Your task » Using the entries below, quote exactly the span of lines that begins with the line containing "Confirm that each instance of the black boot" and ends with the final line.

(Image point grounding data)
★ ★ ★ ★ ★

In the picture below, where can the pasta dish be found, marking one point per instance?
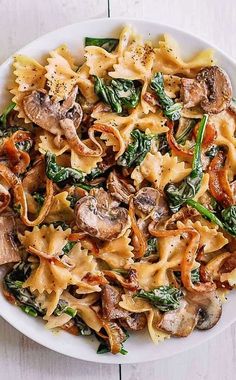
(117, 190)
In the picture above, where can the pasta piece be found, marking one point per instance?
(168, 60)
(210, 237)
(86, 85)
(46, 239)
(46, 144)
(30, 75)
(117, 253)
(135, 61)
(60, 209)
(160, 170)
(99, 61)
(61, 78)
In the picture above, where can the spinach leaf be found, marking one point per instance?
(119, 94)
(164, 298)
(59, 173)
(151, 246)
(178, 194)
(170, 108)
(83, 328)
(13, 282)
(195, 275)
(212, 152)
(181, 139)
(24, 145)
(4, 115)
(137, 150)
(62, 307)
(228, 216)
(109, 44)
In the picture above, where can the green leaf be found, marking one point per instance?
(151, 246)
(24, 145)
(169, 107)
(164, 298)
(59, 173)
(137, 150)
(68, 247)
(62, 307)
(5, 113)
(109, 44)
(29, 310)
(178, 194)
(119, 95)
(83, 328)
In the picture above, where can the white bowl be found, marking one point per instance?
(139, 345)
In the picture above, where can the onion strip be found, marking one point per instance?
(189, 257)
(19, 196)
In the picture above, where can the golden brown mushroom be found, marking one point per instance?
(100, 217)
(211, 89)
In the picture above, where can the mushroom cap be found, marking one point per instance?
(41, 110)
(119, 187)
(182, 321)
(96, 216)
(219, 89)
(210, 309)
(149, 200)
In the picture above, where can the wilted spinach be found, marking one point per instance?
(164, 298)
(13, 282)
(62, 307)
(178, 194)
(170, 108)
(109, 44)
(120, 94)
(137, 150)
(5, 113)
(226, 220)
(151, 246)
(59, 173)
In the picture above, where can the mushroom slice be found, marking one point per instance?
(97, 216)
(111, 297)
(8, 250)
(47, 114)
(219, 89)
(192, 92)
(119, 187)
(134, 321)
(211, 89)
(182, 321)
(149, 200)
(42, 111)
(210, 309)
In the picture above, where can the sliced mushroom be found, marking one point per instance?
(41, 110)
(192, 92)
(97, 216)
(8, 249)
(111, 297)
(119, 187)
(149, 200)
(210, 309)
(182, 321)
(211, 89)
(134, 321)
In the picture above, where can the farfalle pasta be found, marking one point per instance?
(117, 185)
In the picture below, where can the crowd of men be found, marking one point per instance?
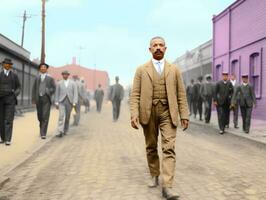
(68, 95)
(226, 95)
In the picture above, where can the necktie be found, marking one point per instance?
(159, 68)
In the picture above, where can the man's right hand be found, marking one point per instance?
(135, 122)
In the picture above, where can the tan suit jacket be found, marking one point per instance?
(142, 93)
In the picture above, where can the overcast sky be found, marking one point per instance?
(114, 34)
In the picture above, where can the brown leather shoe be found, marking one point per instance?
(153, 182)
(169, 194)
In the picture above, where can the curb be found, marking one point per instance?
(4, 177)
(240, 136)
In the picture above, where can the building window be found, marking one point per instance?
(255, 73)
(235, 69)
(218, 72)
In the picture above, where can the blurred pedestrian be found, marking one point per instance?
(247, 100)
(116, 96)
(66, 97)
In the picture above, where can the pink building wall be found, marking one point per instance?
(239, 46)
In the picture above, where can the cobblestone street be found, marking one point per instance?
(102, 160)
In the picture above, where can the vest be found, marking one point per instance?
(42, 87)
(6, 84)
(159, 88)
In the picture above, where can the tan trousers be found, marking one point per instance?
(161, 120)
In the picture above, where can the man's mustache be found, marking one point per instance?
(158, 51)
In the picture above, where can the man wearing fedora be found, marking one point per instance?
(245, 95)
(222, 99)
(66, 97)
(158, 102)
(42, 92)
(9, 90)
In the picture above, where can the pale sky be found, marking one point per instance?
(114, 34)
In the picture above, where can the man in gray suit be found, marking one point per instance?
(116, 96)
(66, 97)
(207, 92)
(81, 98)
(247, 100)
(42, 91)
(98, 96)
(236, 107)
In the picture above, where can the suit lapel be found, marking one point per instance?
(149, 69)
(166, 69)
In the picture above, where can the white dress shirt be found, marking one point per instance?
(159, 65)
(43, 76)
(66, 82)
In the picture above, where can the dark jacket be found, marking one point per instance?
(16, 86)
(223, 93)
(50, 88)
(245, 94)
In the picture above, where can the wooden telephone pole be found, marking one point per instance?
(24, 18)
(43, 32)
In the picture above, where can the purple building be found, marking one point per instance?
(239, 46)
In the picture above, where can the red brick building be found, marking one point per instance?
(91, 77)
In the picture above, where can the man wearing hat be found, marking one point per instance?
(207, 92)
(81, 98)
(66, 97)
(42, 92)
(9, 90)
(116, 96)
(98, 96)
(247, 100)
(222, 100)
(158, 102)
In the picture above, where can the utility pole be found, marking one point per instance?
(24, 17)
(43, 32)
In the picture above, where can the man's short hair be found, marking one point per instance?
(157, 37)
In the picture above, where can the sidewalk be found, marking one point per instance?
(25, 140)
(257, 131)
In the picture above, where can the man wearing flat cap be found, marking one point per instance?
(158, 102)
(247, 100)
(222, 99)
(42, 92)
(9, 90)
(66, 97)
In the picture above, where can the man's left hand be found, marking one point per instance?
(184, 123)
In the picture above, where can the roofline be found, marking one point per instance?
(17, 55)
(81, 67)
(226, 10)
(14, 43)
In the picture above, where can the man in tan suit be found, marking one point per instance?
(158, 102)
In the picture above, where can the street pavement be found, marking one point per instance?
(103, 160)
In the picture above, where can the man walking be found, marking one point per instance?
(81, 98)
(222, 100)
(207, 93)
(9, 90)
(247, 100)
(98, 96)
(189, 91)
(116, 96)
(66, 97)
(236, 106)
(158, 101)
(42, 92)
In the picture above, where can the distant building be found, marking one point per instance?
(91, 77)
(25, 68)
(197, 62)
(239, 46)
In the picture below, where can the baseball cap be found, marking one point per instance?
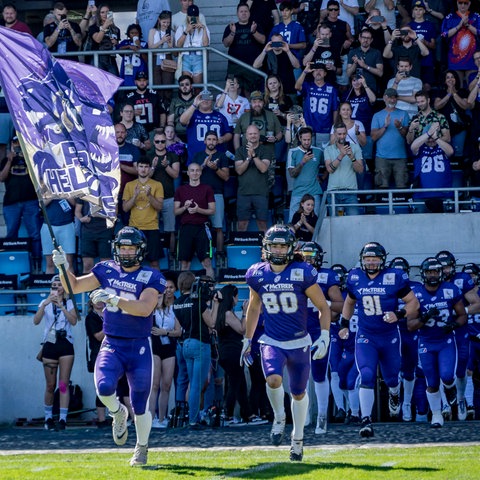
(140, 75)
(193, 11)
(391, 92)
(256, 95)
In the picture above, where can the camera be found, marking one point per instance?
(61, 334)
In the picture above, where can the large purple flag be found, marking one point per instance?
(59, 110)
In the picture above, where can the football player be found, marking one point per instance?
(329, 282)
(376, 290)
(282, 285)
(441, 312)
(472, 302)
(130, 293)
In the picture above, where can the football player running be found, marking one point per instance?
(282, 285)
(376, 290)
(441, 312)
(130, 293)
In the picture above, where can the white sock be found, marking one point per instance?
(143, 425)
(408, 390)
(366, 397)
(435, 401)
(299, 415)
(461, 383)
(469, 390)
(337, 392)
(111, 402)
(322, 391)
(276, 397)
(354, 402)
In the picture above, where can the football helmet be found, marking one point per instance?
(474, 270)
(279, 235)
(128, 236)
(372, 249)
(312, 253)
(400, 263)
(431, 271)
(447, 259)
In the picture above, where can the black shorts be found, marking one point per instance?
(96, 244)
(193, 239)
(163, 350)
(61, 348)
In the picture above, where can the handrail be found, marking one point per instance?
(150, 52)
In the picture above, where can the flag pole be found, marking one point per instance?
(41, 202)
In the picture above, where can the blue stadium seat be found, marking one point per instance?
(243, 256)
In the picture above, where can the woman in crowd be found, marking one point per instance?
(164, 333)
(57, 352)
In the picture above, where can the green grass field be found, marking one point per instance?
(352, 463)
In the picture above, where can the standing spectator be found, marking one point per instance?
(143, 198)
(406, 87)
(57, 352)
(62, 36)
(60, 214)
(95, 335)
(244, 40)
(131, 65)
(389, 127)
(278, 59)
(166, 328)
(130, 300)
(406, 43)
(425, 30)
(343, 161)
(200, 118)
(11, 20)
(230, 103)
(20, 202)
(286, 342)
(161, 36)
(251, 164)
(441, 311)
(304, 163)
(451, 101)
(136, 133)
(166, 169)
(461, 29)
(264, 13)
(215, 172)
(194, 203)
(320, 103)
(179, 104)
(148, 12)
(432, 169)
(147, 104)
(366, 61)
(378, 338)
(105, 36)
(95, 237)
(192, 33)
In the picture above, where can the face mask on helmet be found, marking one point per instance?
(127, 237)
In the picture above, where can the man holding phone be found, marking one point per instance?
(62, 36)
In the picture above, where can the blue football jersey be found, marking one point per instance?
(283, 298)
(128, 285)
(377, 296)
(444, 298)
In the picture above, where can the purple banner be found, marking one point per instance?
(59, 110)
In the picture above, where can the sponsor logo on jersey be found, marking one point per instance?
(296, 275)
(389, 279)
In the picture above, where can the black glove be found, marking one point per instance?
(430, 313)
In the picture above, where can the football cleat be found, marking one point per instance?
(366, 430)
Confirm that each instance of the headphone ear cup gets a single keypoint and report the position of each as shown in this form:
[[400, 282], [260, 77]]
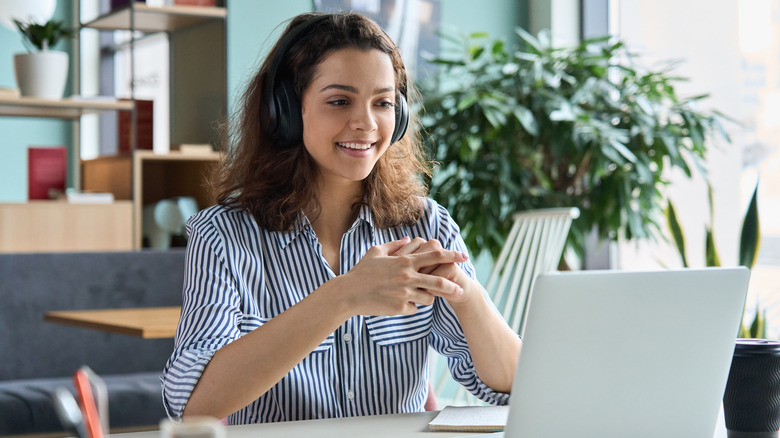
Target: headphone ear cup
[[288, 131], [401, 119]]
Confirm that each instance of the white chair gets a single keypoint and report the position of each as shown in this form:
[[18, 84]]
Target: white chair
[[534, 245]]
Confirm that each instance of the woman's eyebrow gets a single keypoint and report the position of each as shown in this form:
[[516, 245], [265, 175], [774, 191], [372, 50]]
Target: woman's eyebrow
[[352, 89]]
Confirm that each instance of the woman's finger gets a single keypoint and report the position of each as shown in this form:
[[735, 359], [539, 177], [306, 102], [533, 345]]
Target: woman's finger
[[410, 248], [392, 247], [430, 258], [438, 286]]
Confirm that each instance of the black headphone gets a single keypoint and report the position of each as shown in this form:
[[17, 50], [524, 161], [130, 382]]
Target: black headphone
[[285, 124]]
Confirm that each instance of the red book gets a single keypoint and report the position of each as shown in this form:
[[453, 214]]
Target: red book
[[46, 171]]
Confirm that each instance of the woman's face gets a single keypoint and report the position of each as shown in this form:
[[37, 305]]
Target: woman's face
[[348, 113]]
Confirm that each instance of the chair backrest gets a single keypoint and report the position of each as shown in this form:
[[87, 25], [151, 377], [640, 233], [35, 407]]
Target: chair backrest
[[534, 246]]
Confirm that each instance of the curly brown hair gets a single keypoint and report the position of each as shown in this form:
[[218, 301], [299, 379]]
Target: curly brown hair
[[274, 184]]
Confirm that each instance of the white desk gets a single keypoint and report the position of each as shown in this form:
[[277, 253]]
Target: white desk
[[378, 426]]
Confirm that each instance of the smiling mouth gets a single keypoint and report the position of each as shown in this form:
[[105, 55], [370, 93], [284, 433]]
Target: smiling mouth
[[356, 146]]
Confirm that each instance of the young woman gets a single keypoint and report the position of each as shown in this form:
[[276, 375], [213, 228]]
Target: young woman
[[317, 284]]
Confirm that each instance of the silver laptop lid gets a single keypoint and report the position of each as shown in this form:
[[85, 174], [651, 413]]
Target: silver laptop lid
[[627, 354]]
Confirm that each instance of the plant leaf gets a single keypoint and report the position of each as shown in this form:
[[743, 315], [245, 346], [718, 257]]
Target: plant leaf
[[674, 227], [750, 238], [711, 252]]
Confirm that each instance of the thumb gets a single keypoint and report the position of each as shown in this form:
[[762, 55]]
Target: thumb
[[390, 248]]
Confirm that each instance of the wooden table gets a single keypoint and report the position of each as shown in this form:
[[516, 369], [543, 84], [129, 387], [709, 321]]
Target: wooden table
[[147, 323]]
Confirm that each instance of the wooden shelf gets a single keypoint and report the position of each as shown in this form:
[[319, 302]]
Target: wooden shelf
[[156, 18], [67, 108], [57, 226]]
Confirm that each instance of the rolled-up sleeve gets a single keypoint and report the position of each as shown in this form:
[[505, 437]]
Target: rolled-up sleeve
[[210, 318], [447, 336]]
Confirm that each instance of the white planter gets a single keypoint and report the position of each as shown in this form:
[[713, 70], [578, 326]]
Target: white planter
[[41, 74]]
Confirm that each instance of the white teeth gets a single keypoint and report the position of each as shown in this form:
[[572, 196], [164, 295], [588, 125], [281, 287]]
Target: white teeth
[[358, 146]]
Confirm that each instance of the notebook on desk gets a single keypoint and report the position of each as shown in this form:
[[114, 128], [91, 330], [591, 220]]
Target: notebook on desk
[[626, 354]]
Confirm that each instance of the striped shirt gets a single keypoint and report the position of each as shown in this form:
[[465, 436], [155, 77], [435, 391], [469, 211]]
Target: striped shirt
[[239, 276]]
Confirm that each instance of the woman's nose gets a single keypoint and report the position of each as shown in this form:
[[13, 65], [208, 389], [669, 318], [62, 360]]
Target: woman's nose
[[362, 118]]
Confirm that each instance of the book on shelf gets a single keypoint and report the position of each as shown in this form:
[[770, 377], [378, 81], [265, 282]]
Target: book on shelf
[[9, 92], [88, 197], [46, 171], [470, 419], [144, 129], [193, 149]]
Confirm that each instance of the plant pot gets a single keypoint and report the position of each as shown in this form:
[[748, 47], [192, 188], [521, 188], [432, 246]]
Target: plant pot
[[41, 74]]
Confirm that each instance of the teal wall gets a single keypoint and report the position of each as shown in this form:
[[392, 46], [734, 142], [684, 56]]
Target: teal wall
[[254, 26], [19, 133]]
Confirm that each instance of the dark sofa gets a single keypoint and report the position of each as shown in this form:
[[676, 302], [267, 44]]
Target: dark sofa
[[37, 356]]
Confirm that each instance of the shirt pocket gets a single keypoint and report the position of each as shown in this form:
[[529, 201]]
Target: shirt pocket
[[251, 323], [394, 330]]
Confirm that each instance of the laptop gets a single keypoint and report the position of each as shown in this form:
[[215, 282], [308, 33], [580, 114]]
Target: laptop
[[626, 354]]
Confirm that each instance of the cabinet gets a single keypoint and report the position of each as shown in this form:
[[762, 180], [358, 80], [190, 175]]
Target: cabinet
[[198, 100], [198, 96], [39, 226]]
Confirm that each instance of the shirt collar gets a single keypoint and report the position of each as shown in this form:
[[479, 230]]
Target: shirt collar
[[302, 225]]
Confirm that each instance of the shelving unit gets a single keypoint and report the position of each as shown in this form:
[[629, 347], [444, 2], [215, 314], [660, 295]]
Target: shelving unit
[[198, 95], [156, 18], [151, 178], [54, 226], [198, 98], [68, 108]]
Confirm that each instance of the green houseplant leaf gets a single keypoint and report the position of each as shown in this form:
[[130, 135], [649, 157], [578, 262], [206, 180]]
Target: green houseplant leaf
[[523, 125], [750, 237], [42, 36]]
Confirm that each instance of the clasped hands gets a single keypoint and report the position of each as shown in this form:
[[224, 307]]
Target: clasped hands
[[393, 278]]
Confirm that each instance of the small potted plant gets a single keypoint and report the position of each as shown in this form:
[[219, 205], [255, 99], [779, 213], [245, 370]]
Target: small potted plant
[[42, 72]]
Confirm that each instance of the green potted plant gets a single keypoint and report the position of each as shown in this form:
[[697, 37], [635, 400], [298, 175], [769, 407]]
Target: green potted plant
[[42, 72], [749, 245], [545, 126]]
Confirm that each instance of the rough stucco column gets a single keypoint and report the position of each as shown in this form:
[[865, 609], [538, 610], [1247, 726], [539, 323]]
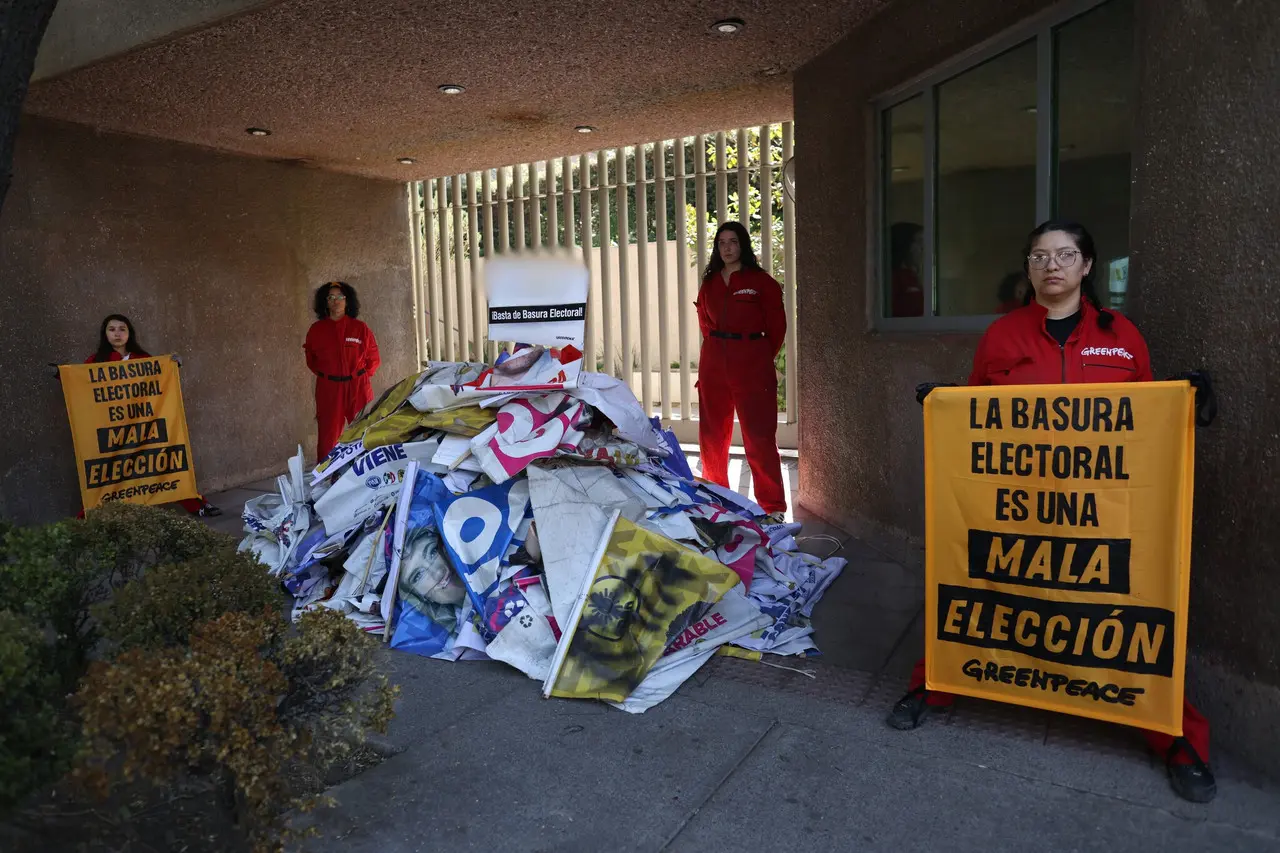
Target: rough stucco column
[[22, 26], [1206, 188]]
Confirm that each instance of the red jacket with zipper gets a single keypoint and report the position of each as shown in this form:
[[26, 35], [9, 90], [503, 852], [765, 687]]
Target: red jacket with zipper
[[1018, 350], [749, 304]]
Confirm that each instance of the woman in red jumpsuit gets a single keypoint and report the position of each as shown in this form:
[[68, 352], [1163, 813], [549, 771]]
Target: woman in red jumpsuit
[[343, 355], [118, 342], [1065, 336], [744, 327]]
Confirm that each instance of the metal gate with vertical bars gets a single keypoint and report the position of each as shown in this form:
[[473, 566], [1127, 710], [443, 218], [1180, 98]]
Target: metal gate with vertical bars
[[643, 218]]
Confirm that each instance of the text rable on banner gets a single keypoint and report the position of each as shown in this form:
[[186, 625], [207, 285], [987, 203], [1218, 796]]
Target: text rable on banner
[[1057, 547], [129, 430]]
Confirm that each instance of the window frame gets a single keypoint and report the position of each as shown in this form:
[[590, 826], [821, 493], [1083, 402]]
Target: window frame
[[1042, 28]]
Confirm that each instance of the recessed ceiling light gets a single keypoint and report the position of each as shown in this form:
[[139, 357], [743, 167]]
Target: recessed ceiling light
[[728, 26]]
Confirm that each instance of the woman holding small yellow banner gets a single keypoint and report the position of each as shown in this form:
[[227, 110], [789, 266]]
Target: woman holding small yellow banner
[[1064, 334], [119, 342]]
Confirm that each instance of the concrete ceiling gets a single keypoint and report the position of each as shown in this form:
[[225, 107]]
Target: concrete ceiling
[[351, 85]]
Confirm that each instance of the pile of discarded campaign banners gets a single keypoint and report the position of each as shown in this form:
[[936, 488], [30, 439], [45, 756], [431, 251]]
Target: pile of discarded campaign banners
[[531, 512]]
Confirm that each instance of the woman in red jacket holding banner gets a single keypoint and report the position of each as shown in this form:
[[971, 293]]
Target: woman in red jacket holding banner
[[343, 355], [118, 342], [1063, 334]]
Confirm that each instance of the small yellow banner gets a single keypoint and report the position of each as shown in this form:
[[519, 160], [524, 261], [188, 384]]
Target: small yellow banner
[[129, 430], [1057, 547]]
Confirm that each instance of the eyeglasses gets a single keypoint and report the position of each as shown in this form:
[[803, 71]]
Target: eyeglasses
[[1065, 258]]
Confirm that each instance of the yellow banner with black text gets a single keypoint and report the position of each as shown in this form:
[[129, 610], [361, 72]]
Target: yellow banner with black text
[[129, 430], [1057, 547]]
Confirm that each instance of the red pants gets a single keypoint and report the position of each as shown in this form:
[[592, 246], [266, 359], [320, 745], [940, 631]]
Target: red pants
[[1194, 725], [337, 405], [753, 392]]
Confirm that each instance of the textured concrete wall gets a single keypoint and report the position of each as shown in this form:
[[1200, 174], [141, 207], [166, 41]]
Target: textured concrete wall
[[211, 256], [1203, 224], [862, 463], [87, 31], [1203, 292]]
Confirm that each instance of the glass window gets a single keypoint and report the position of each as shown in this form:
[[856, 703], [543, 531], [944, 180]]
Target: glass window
[[1095, 136], [986, 179], [908, 290], [1040, 124]]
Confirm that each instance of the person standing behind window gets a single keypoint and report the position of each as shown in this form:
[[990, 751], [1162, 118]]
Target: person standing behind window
[[343, 355]]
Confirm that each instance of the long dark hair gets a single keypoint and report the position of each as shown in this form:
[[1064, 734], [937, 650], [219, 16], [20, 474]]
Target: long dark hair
[[901, 235], [104, 346], [323, 299], [744, 240], [1083, 241]]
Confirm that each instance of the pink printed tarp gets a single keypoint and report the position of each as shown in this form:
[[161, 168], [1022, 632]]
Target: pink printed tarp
[[529, 429]]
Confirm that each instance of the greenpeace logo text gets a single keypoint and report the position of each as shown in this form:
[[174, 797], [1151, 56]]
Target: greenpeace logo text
[[1106, 351]]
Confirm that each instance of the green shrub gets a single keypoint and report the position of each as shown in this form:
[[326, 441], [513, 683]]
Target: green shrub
[[35, 739], [241, 706], [165, 605], [54, 574]]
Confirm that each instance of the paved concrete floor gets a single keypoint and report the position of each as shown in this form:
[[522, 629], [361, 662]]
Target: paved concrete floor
[[748, 757]]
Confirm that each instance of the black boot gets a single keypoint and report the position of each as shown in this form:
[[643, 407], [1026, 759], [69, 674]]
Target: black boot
[[910, 711], [1192, 781]]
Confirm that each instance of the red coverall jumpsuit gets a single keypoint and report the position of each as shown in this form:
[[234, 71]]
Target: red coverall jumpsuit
[[744, 325], [343, 355], [190, 505], [1019, 350]]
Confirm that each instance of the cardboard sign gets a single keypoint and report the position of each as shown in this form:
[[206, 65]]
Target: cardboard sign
[[129, 430], [536, 299], [1057, 547]]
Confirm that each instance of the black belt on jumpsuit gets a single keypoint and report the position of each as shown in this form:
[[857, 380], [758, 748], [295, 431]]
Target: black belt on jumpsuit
[[344, 378]]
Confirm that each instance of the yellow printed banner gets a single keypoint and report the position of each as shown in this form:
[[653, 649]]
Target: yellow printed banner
[[1057, 547], [129, 430]]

★ ★ ★ ★ ★

Answer space »
Confirm that each instance of the black boot gets a single keypoint and report the position of each as shown in this form:
[[643, 407], [1026, 759], [69, 674]]
Target: black boot
[[910, 711], [1192, 781]]
Confirm that each instance of the red coverall jumpsuit gets a single keypoint and report the position of each as shown in this form:
[[234, 71]]
Target: red coverall jumpsuit
[[744, 325], [343, 355], [190, 505], [1019, 350]]
Confirm that each instance of the cardboard sign gets a single keypoint and report the position of each as shown in this form:
[[206, 65]]
Target: cardboard sign
[[129, 430], [536, 299], [1057, 547]]
Confirm that each instance of the black belt on jumpsuit gets a single keypoint and report the position of each as shown in this form:
[[857, 380], [758, 748], [295, 431]]
Target: black belt on jumpsuit
[[344, 378]]
Confirm that each instance of the yellow printed banner gets a single keypoint and report the position of each as shown in this form:
[[653, 649]]
Target: yellow printed banner
[[1057, 547], [129, 430]]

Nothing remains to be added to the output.